Direction:
Which lines of the data below contain the string "wooden"? Return each one, treating uppercase and lowercase letters as different.

Information supplied:
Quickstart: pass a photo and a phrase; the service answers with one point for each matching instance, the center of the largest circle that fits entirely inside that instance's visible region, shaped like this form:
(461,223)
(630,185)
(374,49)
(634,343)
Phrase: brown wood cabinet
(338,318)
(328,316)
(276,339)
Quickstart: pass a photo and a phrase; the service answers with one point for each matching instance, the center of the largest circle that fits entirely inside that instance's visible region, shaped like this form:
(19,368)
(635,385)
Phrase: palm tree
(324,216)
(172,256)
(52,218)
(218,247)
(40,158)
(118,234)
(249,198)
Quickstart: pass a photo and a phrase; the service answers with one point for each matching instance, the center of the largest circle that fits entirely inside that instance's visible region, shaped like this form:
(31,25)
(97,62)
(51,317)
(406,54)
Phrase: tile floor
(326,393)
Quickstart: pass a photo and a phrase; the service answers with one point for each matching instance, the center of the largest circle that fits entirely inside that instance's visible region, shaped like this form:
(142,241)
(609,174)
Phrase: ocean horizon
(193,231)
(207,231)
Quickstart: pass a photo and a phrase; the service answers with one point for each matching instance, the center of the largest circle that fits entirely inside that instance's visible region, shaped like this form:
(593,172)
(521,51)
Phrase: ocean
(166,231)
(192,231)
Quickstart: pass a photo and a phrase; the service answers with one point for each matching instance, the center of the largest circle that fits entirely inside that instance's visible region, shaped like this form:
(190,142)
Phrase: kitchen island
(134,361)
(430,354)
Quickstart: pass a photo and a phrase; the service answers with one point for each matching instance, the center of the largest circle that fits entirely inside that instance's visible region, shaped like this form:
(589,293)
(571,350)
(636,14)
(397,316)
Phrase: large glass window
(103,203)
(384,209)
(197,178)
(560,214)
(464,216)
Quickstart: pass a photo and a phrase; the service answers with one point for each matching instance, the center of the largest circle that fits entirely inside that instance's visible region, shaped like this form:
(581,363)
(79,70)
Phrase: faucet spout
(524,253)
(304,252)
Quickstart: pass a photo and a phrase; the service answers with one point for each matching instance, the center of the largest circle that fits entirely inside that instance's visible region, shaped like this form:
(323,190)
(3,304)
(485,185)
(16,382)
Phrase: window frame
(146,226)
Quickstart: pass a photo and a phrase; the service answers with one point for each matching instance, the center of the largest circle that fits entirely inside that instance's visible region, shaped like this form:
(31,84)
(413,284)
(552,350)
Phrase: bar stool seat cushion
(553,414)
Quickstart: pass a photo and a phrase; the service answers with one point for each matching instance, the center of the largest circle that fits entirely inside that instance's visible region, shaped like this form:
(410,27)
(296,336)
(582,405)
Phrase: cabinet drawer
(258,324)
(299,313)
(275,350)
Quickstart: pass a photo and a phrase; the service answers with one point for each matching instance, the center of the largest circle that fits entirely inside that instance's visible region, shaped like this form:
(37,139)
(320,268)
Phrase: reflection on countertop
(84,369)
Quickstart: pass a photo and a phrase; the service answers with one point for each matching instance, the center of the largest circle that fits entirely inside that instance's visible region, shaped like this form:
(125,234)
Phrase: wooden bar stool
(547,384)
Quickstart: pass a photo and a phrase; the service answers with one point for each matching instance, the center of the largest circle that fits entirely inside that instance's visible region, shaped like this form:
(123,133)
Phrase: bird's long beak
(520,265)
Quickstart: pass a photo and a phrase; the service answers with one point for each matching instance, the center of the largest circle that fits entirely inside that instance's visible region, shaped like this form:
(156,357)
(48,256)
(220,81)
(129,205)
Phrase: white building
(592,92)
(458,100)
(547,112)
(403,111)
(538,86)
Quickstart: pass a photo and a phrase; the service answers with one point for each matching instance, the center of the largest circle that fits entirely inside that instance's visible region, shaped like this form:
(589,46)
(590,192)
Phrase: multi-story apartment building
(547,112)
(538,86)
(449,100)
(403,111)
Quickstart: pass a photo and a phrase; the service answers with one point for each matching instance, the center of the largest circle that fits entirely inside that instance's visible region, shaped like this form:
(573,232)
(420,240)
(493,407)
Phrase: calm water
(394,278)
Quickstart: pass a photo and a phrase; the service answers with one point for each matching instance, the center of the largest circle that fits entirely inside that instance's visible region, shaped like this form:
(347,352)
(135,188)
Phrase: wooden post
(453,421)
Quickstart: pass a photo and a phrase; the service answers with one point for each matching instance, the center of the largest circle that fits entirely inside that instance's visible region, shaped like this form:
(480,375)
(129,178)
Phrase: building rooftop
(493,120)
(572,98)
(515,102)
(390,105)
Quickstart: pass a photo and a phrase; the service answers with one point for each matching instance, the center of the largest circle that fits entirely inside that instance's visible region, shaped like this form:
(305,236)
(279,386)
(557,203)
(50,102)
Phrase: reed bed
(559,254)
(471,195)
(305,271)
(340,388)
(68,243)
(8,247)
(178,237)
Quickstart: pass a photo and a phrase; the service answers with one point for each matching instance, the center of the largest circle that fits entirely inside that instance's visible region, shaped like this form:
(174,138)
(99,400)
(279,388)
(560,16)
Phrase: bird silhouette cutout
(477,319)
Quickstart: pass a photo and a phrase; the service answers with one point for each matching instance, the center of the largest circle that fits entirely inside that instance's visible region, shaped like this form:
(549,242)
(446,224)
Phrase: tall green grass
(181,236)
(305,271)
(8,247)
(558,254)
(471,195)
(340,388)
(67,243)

Result:
Phrase: wooden bar stool
Phrase: wooden post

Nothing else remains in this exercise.